## Work to be completed:
Beginning at the line that contains "Place a point on every instance of the strawberry" and ending at the last line of the entries, write out each line exactly; include nothing outside that span.

## Records:
= Beginning of Section =

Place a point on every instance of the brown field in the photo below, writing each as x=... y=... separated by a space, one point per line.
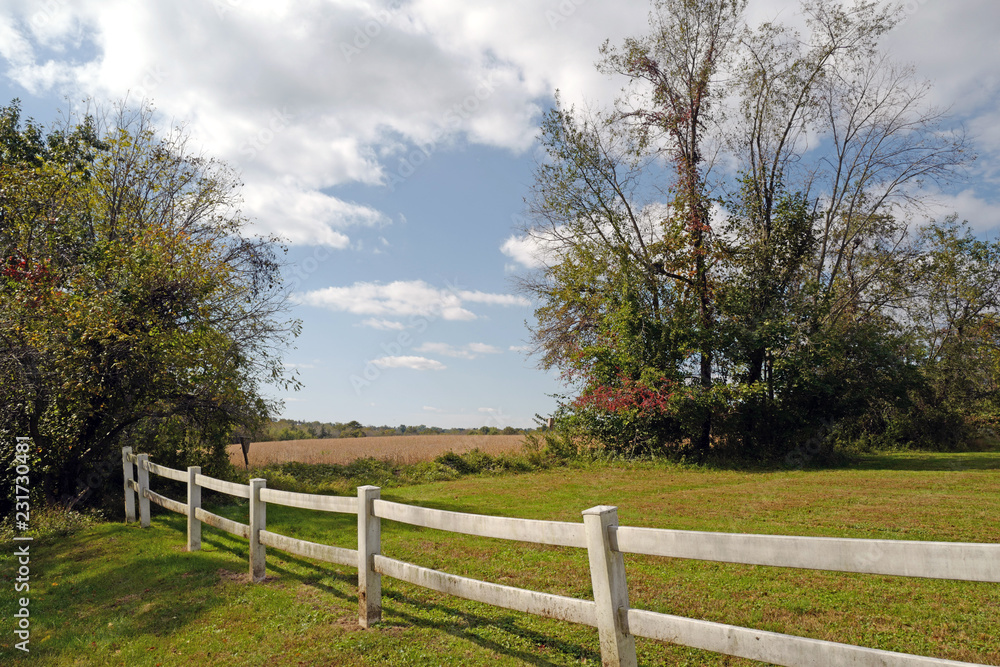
x=398 y=448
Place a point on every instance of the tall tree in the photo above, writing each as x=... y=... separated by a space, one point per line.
x=130 y=299
x=727 y=244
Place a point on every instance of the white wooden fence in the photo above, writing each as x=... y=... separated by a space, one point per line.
x=606 y=542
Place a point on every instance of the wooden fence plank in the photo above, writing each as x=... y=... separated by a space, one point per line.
x=310 y=501
x=323 y=552
x=238 y=490
x=771 y=647
x=557 y=533
x=222 y=523
x=168 y=503
x=169 y=473
x=507 y=597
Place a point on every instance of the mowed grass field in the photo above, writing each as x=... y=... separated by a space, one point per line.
x=121 y=595
x=397 y=448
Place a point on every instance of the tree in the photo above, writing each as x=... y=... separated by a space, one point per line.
x=727 y=246
x=131 y=302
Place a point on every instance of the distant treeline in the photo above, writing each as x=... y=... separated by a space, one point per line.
x=289 y=429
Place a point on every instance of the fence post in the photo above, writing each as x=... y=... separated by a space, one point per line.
x=607 y=573
x=194 y=502
x=129 y=492
x=258 y=522
x=140 y=464
x=369 y=544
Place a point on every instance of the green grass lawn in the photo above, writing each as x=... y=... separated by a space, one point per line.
x=115 y=594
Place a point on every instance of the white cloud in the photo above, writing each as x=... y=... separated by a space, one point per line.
x=526 y=250
x=403 y=299
x=982 y=214
x=469 y=351
x=317 y=94
x=414 y=363
x=383 y=325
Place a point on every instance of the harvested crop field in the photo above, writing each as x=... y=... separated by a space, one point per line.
x=399 y=448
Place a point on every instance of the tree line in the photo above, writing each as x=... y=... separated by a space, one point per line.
x=291 y=429
x=737 y=256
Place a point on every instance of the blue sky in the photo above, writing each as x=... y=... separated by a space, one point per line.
x=391 y=144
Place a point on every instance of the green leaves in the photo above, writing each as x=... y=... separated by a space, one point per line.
x=129 y=299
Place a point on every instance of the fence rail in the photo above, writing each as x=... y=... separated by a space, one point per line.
x=606 y=543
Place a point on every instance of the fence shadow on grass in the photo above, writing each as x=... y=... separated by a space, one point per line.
x=507 y=622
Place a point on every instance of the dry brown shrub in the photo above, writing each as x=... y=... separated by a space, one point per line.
x=398 y=448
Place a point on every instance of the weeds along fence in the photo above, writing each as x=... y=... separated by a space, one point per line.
x=606 y=543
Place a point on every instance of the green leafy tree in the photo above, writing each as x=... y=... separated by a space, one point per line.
x=132 y=305
x=715 y=279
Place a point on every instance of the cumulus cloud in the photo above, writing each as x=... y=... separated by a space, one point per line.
x=315 y=95
x=383 y=325
x=414 y=363
x=303 y=97
x=468 y=351
x=403 y=299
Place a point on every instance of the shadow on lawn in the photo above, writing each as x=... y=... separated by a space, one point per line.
x=508 y=622
x=929 y=461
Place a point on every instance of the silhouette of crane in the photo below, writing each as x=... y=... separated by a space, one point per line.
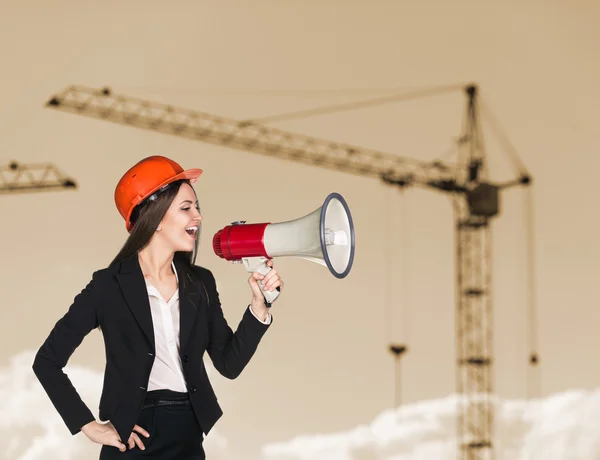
x=475 y=202
x=19 y=178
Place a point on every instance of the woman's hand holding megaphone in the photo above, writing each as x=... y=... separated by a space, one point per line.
x=268 y=283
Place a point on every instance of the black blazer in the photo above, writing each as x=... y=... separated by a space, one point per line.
x=116 y=299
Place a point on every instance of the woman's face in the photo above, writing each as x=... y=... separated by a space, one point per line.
x=179 y=227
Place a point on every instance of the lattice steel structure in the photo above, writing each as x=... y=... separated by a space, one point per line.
x=475 y=200
x=18 y=178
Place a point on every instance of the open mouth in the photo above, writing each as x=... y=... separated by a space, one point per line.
x=192 y=231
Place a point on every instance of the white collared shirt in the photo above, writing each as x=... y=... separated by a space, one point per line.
x=167 y=372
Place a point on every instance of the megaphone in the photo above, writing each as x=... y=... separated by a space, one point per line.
x=325 y=236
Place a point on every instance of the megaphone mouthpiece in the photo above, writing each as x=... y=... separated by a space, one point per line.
x=240 y=240
x=325 y=236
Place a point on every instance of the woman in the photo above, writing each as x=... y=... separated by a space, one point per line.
x=158 y=313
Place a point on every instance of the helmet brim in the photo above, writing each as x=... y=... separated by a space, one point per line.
x=190 y=174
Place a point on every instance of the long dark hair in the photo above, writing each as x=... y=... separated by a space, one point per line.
x=148 y=217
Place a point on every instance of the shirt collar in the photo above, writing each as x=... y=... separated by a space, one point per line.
x=152 y=291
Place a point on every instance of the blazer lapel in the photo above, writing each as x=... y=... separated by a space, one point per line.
x=132 y=283
x=189 y=303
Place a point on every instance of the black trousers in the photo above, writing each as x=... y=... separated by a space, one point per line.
x=174 y=431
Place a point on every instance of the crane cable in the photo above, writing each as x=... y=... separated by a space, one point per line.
x=397 y=347
x=532 y=380
x=356 y=105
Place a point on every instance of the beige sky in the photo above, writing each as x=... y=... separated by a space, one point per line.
x=323 y=366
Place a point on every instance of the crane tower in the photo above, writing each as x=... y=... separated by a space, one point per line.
x=475 y=202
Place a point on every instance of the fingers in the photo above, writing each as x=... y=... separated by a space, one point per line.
x=140 y=430
x=134 y=440
x=118 y=444
x=272 y=280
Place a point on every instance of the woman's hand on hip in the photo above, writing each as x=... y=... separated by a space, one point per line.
x=107 y=435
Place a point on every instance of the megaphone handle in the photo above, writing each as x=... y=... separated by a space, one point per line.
x=259 y=264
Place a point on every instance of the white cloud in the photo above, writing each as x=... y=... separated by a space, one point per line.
x=561 y=427
x=30 y=427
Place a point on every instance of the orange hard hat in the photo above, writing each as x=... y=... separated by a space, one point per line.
x=145 y=178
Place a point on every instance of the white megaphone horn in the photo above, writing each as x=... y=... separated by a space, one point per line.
x=325 y=236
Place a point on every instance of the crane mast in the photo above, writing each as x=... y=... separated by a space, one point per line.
x=475 y=201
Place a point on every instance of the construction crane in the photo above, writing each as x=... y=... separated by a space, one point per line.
x=18 y=178
x=475 y=201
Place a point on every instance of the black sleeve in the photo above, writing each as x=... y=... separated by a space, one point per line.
x=56 y=350
x=231 y=351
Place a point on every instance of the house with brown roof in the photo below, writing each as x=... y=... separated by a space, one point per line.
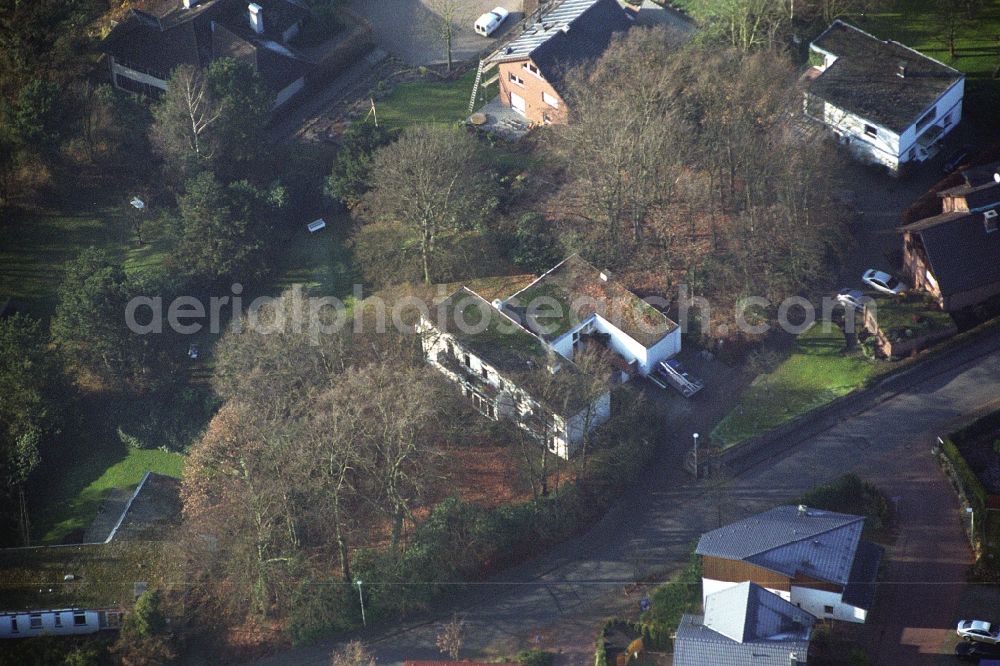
x=515 y=358
x=532 y=67
x=955 y=255
x=888 y=103
x=160 y=35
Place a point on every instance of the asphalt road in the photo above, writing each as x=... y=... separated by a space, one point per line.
x=557 y=600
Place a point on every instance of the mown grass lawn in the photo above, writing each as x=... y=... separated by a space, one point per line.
x=816 y=372
x=69 y=500
x=433 y=102
x=35 y=243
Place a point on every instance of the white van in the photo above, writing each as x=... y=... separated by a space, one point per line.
x=487 y=23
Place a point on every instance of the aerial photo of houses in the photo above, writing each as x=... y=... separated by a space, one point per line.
x=500 y=332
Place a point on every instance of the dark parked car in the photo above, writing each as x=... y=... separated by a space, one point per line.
x=956 y=158
x=975 y=651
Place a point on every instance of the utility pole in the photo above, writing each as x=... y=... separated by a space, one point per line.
x=697 y=469
x=361 y=596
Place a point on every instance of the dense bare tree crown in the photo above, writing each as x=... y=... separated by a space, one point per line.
x=694 y=170
x=431 y=181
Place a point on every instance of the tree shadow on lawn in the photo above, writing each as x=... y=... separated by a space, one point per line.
x=68 y=489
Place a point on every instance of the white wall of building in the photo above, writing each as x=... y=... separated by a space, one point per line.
x=512 y=402
x=816 y=601
x=948 y=113
x=808 y=599
x=622 y=344
x=56 y=622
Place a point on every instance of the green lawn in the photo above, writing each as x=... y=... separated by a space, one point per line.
x=321 y=262
x=35 y=243
x=816 y=372
x=416 y=102
x=69 y=499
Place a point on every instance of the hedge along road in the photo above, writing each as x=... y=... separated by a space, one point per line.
x=558 y=600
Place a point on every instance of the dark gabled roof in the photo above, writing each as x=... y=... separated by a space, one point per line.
x=573 y=291
x=277 y=66
x=515 y=353
x=574 y=32
x=141 y=40
x=818 y=544
x=744 y=625
x=864 y=78
x=961 y=253
x=981 y=175
x=278 y=16
x=860 y=591
x=977 y=197
x=165 y=35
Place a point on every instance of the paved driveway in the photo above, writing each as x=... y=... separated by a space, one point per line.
x=411 y=29
x=561 y=597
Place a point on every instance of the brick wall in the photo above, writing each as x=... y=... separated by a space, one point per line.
x=532 y=88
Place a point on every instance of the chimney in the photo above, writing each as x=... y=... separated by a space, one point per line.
x=256 y=17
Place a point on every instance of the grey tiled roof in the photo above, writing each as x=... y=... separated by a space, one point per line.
x=864 y=79
x=744 y=625
x=574 y=32
x=961 y=253
x=818 y=544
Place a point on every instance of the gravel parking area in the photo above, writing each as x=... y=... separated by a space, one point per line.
x=411 y=29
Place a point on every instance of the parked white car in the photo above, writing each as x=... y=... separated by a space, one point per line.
x=487 y=24
x=852 y=299
x=880 y=281
x=978 y=630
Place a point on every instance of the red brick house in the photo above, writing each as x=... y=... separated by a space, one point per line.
x=955 y=255
x=532 y=66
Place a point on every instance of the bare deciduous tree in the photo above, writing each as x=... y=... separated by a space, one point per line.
x=432 y=181
x=450 y=638
x=352 y=654
x=184 y=116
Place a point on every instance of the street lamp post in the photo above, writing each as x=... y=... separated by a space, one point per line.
x=362 y=598
x=697 y=469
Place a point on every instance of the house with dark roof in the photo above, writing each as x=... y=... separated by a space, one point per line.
x=744 y=625
x=532 y=67
x=955 y=255
x=813 y=559
x=515 y=358
x=160 y=35
x=888 y=103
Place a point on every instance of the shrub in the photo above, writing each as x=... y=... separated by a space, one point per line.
x=535 y=658
x=849 y=494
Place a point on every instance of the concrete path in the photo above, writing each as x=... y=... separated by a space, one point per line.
x=562 y=596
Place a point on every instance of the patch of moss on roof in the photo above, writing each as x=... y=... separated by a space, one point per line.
x=573 y=291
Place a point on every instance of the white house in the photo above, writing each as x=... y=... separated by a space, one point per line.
x=60 y=622
x=811 y=558
x=514 y=358
x=574 y=301
x=888 y=103
x=744 y=625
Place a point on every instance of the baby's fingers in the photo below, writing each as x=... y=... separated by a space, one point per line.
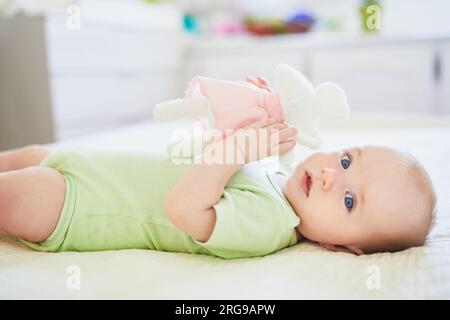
x=266 y=122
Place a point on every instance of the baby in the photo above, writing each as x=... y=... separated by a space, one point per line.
x=360 y=200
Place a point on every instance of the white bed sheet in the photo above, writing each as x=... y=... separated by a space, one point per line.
x=303 y=271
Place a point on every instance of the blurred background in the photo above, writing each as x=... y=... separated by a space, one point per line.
x=73 y=68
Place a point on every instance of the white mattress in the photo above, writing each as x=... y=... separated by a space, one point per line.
x=303 y=271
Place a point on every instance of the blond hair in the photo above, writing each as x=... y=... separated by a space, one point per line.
x=426 y=217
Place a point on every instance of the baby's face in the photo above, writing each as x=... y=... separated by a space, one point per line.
x=351 y=197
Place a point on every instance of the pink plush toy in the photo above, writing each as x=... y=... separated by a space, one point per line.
x=236 y=104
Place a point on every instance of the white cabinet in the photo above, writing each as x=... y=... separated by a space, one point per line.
x=377 y=73
x=236 y=63
x=386 y=77
x=444 y=78
x=104 y=76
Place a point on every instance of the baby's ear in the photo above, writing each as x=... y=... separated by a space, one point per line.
x=336 y=248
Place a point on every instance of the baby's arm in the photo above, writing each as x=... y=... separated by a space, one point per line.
x=189 y=205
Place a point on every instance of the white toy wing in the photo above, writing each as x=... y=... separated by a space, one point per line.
x=330 y=101
x=296 y=97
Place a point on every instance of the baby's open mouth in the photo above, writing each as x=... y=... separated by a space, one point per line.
x=305 y=183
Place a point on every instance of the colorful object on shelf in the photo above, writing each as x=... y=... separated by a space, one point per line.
x=299 y=22
x=370 y=12
x=190 y=23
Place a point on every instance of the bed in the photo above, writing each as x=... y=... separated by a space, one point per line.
x=304 y=271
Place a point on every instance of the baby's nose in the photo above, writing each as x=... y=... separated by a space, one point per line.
x=327 y=177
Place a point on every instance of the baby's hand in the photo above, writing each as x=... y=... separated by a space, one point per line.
x=264 y=138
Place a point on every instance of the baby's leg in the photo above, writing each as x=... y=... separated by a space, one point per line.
x=22 y=157
x=31 y=200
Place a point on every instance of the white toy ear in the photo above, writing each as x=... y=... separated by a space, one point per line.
x=330 y=101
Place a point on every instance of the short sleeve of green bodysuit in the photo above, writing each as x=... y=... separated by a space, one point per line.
x=252 y=219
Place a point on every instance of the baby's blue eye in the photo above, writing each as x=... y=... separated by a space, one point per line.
x=345 y=161
x=348 y=200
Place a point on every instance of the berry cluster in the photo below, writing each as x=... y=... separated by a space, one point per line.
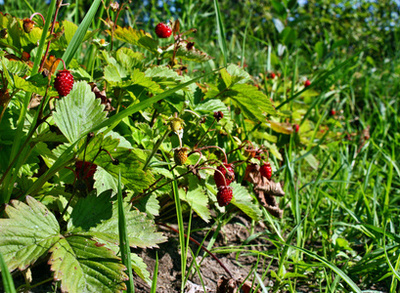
x=223 y=177
x=64 y=82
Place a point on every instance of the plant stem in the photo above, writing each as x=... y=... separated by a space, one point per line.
x=202 y=246
x=59 y=3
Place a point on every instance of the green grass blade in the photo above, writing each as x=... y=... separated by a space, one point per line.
x=6 y=276
x=329 y=265
x=221 y=32
x=322 y=78
x=77 y=39
x=244 y=39
x=155 y=275
x=124 y=240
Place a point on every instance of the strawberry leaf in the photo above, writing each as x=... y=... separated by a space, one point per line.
x=98 y=217
x=130 y=161
x=83 y=265
x=136 y=37
x=28 y=233
x=78 y=112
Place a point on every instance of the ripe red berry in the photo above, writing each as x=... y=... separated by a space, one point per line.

= End of Section =

## Expected answer:
Place a point on every instance of the strawberry leaf in the photo above, writing each as x=... y=... separated by a space, one point per line.
x=98 y=217
x=130 y=161
x=83 y=265
x=136 y=37
x=28 y=233
x=78 y=112
Place a point on every instance of the ripe red berry in the photo above, writing each as x=... y=... separated by a space, one point per line.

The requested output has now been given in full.